DIRECTION 1:
Translate this sentence from the excerpt on Nigerian bank lending into Spanish: "Although it comes with its risks, the impact of making consumer loans more accessible would be transformational on households and the economy as it stimulates consumption."
DIRECTION 2:
Update everything from the first entry down to the line containing "[6,0,783,220]", changing "grounding head" to "detection head" and leaving all else unchanged.

Analysts expect other banks to follow suit in reducing the cost of credit to customers as competition for retail pockets heat up.
As a result, working-class Nigerians are now weighing up the possibility of targeting relatively cheap personal bank loans amid the drastic fall in lending rates.
“I am tempted to borrow some money to get a second car for use on the car-hailing app Uber as a way of making some income on the side,” Ade Akinowo, a civil rights lawyer told BusinessDay.
Although it comes with its risks, the impact of making consumer loans more accessible would be transformational on households and the economy as it stimulates consumption.
Akinsola of Chapel Hill Denham said a lending boom could yet drive non-oil sector growth this year and that would be a welcome boost for an economy still reeling from a recession in 2016.
“Credit to the private sector has already started improving since the CBN’s aggressive lending push and that growth shows signs of continuing this year which could be positive for economic growth,” Akinsola said.

RECORDS TO PROCESS:
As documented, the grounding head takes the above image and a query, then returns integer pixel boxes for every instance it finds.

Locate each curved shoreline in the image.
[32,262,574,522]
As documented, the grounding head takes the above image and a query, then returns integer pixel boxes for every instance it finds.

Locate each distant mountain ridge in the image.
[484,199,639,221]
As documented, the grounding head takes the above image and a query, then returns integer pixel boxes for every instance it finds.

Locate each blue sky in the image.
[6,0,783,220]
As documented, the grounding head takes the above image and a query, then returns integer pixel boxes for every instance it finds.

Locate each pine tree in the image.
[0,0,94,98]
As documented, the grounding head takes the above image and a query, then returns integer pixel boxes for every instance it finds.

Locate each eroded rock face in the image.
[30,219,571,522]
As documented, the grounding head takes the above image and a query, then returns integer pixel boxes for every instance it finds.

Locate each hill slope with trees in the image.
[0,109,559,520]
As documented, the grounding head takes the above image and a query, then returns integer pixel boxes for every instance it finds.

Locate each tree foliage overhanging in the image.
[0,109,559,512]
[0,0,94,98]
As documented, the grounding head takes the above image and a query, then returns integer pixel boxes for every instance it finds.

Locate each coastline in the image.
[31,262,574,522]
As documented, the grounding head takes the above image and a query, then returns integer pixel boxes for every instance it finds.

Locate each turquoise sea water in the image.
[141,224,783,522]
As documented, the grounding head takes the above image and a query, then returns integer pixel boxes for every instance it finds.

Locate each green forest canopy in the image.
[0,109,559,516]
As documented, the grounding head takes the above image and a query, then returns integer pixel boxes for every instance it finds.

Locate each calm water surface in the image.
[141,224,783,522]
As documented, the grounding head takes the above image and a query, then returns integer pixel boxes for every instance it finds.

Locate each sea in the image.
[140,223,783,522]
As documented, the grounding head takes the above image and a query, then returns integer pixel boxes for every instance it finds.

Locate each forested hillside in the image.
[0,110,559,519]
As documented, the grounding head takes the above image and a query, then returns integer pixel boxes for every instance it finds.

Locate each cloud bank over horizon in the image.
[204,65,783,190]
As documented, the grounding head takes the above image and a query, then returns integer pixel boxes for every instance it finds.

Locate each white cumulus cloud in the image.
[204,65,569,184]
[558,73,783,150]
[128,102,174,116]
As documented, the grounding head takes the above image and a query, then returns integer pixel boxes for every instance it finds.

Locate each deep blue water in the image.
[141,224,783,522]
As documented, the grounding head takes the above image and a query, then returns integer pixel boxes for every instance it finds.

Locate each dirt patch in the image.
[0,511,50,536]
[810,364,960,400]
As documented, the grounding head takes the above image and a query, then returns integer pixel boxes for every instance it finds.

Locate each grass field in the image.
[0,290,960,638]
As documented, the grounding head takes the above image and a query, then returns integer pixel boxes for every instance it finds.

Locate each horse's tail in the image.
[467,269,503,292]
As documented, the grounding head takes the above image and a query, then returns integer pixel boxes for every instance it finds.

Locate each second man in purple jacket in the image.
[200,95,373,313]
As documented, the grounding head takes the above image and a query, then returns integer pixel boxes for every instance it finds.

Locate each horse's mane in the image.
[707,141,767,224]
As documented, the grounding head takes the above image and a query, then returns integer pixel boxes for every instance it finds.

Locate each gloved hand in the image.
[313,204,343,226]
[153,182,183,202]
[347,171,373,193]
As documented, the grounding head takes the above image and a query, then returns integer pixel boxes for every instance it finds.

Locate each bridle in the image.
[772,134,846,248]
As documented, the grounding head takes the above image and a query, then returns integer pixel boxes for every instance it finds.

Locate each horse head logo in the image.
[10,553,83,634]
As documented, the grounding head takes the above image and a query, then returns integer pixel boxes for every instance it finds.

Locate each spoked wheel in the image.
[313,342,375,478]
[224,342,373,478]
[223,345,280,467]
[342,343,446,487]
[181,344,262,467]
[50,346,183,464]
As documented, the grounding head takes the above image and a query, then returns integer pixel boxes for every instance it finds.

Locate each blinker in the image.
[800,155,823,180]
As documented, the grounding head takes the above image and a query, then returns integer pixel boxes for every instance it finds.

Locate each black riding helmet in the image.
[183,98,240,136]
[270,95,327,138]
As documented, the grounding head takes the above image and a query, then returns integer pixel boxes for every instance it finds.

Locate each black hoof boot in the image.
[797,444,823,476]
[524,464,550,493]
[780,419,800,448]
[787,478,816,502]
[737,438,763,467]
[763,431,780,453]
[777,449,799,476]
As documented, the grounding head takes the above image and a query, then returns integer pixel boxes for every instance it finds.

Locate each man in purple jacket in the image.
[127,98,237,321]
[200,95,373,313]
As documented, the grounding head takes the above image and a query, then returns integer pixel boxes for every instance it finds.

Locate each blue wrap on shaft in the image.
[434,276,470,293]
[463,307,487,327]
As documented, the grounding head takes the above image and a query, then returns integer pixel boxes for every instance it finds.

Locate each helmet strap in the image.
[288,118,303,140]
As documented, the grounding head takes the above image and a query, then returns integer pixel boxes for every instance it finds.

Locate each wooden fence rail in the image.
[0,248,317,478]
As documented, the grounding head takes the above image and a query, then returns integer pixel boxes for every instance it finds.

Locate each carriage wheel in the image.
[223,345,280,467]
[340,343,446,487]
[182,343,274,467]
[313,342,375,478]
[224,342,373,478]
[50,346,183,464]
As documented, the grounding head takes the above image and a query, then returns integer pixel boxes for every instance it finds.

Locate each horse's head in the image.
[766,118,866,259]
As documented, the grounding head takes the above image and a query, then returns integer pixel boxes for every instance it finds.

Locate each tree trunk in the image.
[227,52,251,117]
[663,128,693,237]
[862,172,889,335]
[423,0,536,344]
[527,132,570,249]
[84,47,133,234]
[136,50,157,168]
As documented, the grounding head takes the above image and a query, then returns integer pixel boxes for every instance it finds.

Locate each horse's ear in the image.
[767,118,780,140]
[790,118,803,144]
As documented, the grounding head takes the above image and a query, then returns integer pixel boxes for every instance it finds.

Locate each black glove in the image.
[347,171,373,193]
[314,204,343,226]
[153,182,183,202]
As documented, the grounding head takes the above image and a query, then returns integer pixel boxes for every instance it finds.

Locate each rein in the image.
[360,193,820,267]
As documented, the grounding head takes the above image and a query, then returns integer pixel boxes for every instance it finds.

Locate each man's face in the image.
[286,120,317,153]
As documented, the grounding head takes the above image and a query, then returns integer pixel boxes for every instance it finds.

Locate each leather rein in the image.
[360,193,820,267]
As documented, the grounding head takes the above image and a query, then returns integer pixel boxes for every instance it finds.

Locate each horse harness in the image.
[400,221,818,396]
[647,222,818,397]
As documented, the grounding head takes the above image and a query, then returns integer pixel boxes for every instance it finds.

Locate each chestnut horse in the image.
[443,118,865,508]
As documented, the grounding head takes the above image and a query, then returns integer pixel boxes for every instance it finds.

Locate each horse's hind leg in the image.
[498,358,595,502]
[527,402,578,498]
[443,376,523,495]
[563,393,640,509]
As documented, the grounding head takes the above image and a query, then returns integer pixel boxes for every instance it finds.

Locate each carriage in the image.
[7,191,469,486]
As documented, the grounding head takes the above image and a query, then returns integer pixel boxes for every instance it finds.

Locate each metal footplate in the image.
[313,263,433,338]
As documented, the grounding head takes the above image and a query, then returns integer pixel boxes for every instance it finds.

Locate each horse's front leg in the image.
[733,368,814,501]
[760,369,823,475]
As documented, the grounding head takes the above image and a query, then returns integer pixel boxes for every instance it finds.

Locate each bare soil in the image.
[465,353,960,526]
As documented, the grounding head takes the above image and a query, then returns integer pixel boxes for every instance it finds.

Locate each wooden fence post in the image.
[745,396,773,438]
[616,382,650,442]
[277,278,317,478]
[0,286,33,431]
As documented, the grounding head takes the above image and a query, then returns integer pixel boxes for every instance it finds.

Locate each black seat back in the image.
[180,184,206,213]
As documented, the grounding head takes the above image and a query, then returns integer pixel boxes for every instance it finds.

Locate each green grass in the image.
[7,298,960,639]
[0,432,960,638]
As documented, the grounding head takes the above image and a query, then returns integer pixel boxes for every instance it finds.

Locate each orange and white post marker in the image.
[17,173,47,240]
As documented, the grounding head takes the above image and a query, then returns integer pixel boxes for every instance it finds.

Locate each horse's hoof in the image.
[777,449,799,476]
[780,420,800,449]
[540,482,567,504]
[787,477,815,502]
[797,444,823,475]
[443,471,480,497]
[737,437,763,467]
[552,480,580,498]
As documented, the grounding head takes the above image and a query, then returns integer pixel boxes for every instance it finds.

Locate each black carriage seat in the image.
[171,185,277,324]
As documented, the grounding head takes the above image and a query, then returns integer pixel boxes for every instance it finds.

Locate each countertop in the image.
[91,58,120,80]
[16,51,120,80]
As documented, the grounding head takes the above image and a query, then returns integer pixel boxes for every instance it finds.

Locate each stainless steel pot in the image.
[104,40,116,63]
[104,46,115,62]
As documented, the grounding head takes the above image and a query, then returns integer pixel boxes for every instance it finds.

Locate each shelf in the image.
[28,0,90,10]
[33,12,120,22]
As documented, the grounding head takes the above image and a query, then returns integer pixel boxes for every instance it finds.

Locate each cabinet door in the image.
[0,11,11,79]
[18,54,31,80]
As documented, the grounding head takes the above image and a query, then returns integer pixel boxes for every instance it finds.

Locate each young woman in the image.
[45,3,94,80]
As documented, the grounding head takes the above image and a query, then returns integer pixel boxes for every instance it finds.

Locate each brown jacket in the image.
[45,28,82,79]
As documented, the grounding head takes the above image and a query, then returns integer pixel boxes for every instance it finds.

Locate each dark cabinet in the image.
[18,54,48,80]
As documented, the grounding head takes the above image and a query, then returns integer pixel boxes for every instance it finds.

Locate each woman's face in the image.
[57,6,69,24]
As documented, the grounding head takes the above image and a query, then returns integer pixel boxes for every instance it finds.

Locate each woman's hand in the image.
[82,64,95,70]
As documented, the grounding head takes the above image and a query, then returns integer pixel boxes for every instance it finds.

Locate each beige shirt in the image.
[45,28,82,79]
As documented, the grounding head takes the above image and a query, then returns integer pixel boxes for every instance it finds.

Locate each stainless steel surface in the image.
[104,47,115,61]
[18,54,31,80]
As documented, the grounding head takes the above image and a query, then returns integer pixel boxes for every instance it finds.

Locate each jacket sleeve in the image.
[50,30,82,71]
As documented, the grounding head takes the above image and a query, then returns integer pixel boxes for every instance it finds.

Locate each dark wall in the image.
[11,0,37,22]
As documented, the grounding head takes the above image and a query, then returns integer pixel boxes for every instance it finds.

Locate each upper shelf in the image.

RIGHT ANSWER 1:
Aunque conlleva sus riesgos, el impacto de hacer más accesibles los préstamos al consumo sería transformador para los hogares y la economía, ya que estimula el consumo.

RIGHT ANSWER 2:
As documented, the detection head takes the above image and a query, then returns integer pixel boxes for every instance it finds.

Locate each curved shoreline in the image.
[32,262,574,522]
As documented, the detection head takes the above image and a query, then returns integer pixel boxes for every instance it finds.

Locate each distant mountain ridge in the image.
[484,199,639,221]
As documented, the detection head takes the above image and a query, then returns integer pixel boxes for every instance it finds.

Locate each blue sky in the image.
[6,0,783,220]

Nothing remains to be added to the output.